Le travail de notre prochaine artiste du mois nous a captivé par l'expressivité de son trait et le sentiment de bonheur qui dégage ses créations. Qu'il s'agisse d'illustrer des articles pour la presse, les murs de la ville ou des espaces théâtraux, KARO PAUWELS cherche toujours à transmettre des sensations subtiles qui emparent ses sujets de prédilections: la nature et le vivant. Nous sommes ravies de vous présenter l'univers de Karo.
Quel est ton processus de création ?
C’est assez simple en fait. Soit « ça sort », soit pas.
Mais en y réfléchissant de plus près, je m’aperçois que je passe par plusieurs étapes. D’abord la vision. C’est l’étape première, essentielle. Que ce soit pour une commande, ou un projet perso, tout commence d’abord par une vision. En échangeant avec mes clien.te.s ou collaborateurices, j’ai très rapidement une image du projet finalisé qui me vient à l’esprit. Comme si un projecteur imprimait une image derrière mes yeux. Qu’il s’agisse d’un livre finalisé, d’une peinture, ou d’une scénographie.

Lignes fournies:
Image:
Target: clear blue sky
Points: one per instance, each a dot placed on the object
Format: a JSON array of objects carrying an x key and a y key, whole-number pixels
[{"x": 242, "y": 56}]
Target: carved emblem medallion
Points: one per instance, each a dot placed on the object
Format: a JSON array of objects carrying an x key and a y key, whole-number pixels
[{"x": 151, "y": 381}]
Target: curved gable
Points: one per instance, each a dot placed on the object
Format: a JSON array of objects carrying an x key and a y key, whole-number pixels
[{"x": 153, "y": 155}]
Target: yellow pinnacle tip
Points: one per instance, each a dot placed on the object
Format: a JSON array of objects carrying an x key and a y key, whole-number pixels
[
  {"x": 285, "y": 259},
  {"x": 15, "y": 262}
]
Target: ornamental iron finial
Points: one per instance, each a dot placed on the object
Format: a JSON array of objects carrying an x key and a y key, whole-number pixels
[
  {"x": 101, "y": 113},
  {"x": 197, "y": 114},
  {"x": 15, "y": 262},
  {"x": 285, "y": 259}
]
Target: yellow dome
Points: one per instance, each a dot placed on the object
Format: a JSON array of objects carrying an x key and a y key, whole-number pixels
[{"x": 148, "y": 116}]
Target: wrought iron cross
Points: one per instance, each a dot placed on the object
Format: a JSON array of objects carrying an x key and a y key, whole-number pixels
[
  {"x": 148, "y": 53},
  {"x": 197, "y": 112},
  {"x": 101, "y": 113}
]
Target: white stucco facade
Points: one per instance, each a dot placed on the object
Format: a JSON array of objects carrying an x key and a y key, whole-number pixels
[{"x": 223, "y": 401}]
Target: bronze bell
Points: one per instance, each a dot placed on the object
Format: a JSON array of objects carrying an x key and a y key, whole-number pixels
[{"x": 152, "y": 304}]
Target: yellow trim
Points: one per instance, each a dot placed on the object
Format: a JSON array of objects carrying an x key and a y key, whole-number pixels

Consigne:
Redonne en entier l'entretien avec Karo Pauwels, mot pour mot et sans aucune modification.

Tâche réalisée:
Le travail de notre prochaine artiste du mois nous a captivé par l'expressivité de son trait et le sentiment de bonheur qui dégage ses créations. Qu'il s'agisse d'illustrer des articles pour la presse, les murs de la ville ou des espaces théâtraux, KARO PAUWELS cherche toujours à transmettre des sensations subtiles qui emparent ses sujets de prédilections: la nature et le vivant. Nous sommes ravies de vous présenter l'univers de Karo.
Quel est ton processus de création ?
C’est assez simple en fait. Soit « ça sort », soit pas.
Mais en y réfléchissant de plus près, je m’aperçois que je passe par plusieurs étapes. D’abord la vision. C’est l’étape première, essentielle. Que ce soit pour une commande, ou un projet perso, tout commence d’abord par une vision. En échangeant avec mes clien.te.s ou collaborateurices, j’ai très rapidement une image du projet finalisé qui me vient à l’esprit. Comme si un projecteur imprimait une image derrière mes yeux. Qu’il s’agisse d’un livre finalisé, d’une peinture, ou d’une scénographie.